Data excerpts:
►
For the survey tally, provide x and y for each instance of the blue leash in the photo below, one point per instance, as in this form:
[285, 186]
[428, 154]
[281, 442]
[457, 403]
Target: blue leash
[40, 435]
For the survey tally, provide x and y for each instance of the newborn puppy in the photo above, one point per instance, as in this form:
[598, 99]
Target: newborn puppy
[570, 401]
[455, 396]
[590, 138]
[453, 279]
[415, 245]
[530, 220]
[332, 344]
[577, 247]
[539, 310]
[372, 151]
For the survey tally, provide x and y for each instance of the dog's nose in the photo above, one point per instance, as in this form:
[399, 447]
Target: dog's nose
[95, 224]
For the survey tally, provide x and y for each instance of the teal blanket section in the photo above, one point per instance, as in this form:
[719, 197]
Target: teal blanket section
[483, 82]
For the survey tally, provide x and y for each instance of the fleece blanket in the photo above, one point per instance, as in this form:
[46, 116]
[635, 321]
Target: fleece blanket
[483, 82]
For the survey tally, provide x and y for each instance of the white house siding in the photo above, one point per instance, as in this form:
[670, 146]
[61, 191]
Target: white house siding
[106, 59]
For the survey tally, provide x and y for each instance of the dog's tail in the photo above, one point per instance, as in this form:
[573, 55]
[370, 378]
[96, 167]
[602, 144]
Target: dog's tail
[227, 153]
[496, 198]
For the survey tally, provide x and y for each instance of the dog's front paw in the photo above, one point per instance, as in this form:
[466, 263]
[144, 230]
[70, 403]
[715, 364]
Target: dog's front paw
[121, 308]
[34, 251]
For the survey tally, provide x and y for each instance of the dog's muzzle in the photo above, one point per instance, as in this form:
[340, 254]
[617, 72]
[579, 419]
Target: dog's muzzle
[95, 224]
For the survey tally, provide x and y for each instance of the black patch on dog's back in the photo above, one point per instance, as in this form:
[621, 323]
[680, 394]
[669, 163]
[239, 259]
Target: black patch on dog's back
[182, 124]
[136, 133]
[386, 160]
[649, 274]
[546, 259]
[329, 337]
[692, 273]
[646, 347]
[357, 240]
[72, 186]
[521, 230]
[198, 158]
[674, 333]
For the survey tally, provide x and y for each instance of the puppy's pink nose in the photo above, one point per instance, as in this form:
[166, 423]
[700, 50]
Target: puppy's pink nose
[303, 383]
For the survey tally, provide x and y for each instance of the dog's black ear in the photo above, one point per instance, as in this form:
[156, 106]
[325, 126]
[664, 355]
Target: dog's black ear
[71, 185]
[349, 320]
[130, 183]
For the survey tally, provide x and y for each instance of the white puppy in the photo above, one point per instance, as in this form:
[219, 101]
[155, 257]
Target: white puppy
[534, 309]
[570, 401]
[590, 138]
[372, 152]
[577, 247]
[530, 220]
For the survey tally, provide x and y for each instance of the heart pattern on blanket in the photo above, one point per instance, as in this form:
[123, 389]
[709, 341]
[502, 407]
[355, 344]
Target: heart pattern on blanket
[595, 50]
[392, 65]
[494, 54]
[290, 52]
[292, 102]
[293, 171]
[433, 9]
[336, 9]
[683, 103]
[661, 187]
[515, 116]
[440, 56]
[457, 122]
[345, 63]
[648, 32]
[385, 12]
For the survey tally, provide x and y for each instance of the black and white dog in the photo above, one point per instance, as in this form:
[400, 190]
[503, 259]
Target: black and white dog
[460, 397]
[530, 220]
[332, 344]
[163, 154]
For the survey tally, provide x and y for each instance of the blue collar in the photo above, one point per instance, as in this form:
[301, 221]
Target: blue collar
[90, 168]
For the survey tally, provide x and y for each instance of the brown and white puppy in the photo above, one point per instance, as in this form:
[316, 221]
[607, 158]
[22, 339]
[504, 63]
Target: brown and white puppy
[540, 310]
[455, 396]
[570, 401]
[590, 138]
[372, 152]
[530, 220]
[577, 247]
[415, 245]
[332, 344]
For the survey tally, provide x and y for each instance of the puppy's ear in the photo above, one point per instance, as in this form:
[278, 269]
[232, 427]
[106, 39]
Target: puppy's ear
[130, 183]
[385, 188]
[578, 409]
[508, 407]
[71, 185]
◄
YOUR INSTRUCTIONS:
Return all the data above once more, precisely as given.

RESPONSE:
For the survey tally, provide x and y for each instance of the blue leash in the photo below, one point per instance, as in this form:
[285, 186]
[428, 154]
[281, 442]
[457, 403]
Target: blue leash
[40, 435]
For the survey tally, provide x and y for each instance of the newborn puppy in the photo above, one point per instance, as in this form:
[598, 99]
Target: newborn puppy
[570, 401]
[455, 396]
[590, 138]
[453, 279]
[415, 245]
[530, 220]
[332, 344]
[577, 247]
[539, 310]
[372, 151]
For the survey tally, provide x and y for each instance of the dog's nose in the photo above, one point per instance, as in this form:
[399, 447]
Target: dog's nose
[95, 224]
For the survey tally, provide x and y for each instance of the teal blanket section in the photo above, one point per instance, as in this form:
[719, 197]
Target: teal blanket section
[483, 82]
For the survey tally, provide x and y for each instance of the fleece blanket in the photo above, one point per instance, as in this form:
[46, 116]
[635, 321]
Target: fleece blanket
[483, 82]
For the survey tally, provide x and y for each instance of the white house siding in the photo above, one point per instance, as in this form:
[670, 146]
[61, 191]
Target: white house siding
[106, 59]
For the survey tally, provide x and y for each instance of the dog's tail in the photo above, one point per instance, as in this form:
[573, 55]
[370, 378]
[96, 167]
[602, 144]
Target: dog's tail
[227, 153]
[496, 198]
For the survey tally, provide x and y for each instance of the dog's front paw in the photo above, one point per instance, as in this form:
[466, 263]
[144, 230]
[70, 403]
[715, 364]
Target: dog's front paw
[121, 308]
[34, 251]
For the survey tally, provide x and y for each instance of the dog's muzzle in the photo above, one point per instance, as in this form:
[340, 254]
[617, 72]
[579, 419]
Target: dog's muzzle
[95, 224]
For the survey tally, provide x and y for each instance of the black patch on dog's back in the photo above, one point per instance, as in this form:
[621, 323]
[680, 394]
[669, 163]
[239, 259]
Target: black patch on dog's back
[182, 124]
[136, 133]
[386, 160]
[649, 274]
[546, 259]
[329, 337]
[692, 273]
[646, 347]
[357, 240]
[72, 186]
[521, 230]
[198, 158]
[674, 333]
For the survey tally, provide x and y for each instance of the puppy's pink nose in the photo above, one point per instance, as in this form:
[166, 423]
[700, 50]
Target: puppy's pink nose
[303, 383]
For the survey tally, provide x and y for each instance of the dog's black ear in the photo above, one point per instance, as in this form:
[156, 106]
[325, 126]
[664, 355]
Target: dog's black ear
[71, 185]
[349, 320]
[130, 183]
For the survey tally, provide x and y for each instance of the white puppy in the photo above, one point per instance, as in this form:
[219, 101]
[155, 257]
Target: white puppy
[534, 309]
[570, 401]
[590, 138]
[372, 152]
[577, 247]
[530, 220]
For the survey tally, provide x and y for each instance of the heart pattern on blanket in the photo above, one point per instance, as in this form:
[123, 389]
[709, 341]
[502, 407]
[355, 344]
Target: heart pattern on blanket
[595, 50]
[392, 65]
[494, 54]
[290, 52]
[292, 102]
[293, 171]
[433, 9]
[336, 9]
[683, 103]
[661, 187]
[515, 116]
[440, 56]
[457, 122]
[345, 63]
[648, 32]
[385, 12]
For the survey tally, provide x and y for each instance of the black and white dog in the photo above, one point per instance, as in this form:
[400, 190]
[503, 259]
Target: black and white dog
[460, 397]
[530, 220]
[332, 344]
[163, 154]
For the survey tally, provide x and y for each instance of the blue collar in the photo above, one point per instance, as in this form:
[301, 221]
Target: blue collar
[90, 168]
For the survey tally, provide x and y for each instance of the brown and white puppy in the photo above, one point per instance, as in this form:
[316, 221]
[607, 158]
[22, 339]
[504, 63]
Target: brown and white puppy
[540, 310]
[455, 396]
[570, 401]
[590, 138]
[372, 152]
[530, 220]
[577, 247]
[415, 245]
[332, 344]
For the survey tally, provide x and y for each instance of the puppy's ear in the photo above, one point per instance, as in this form:
[278, 269]
[232, 427]
[106, 39]
Target: puppy's ear
[130, 183]
[385, 188]
[578, 409]
[508, 407]
[71, 185]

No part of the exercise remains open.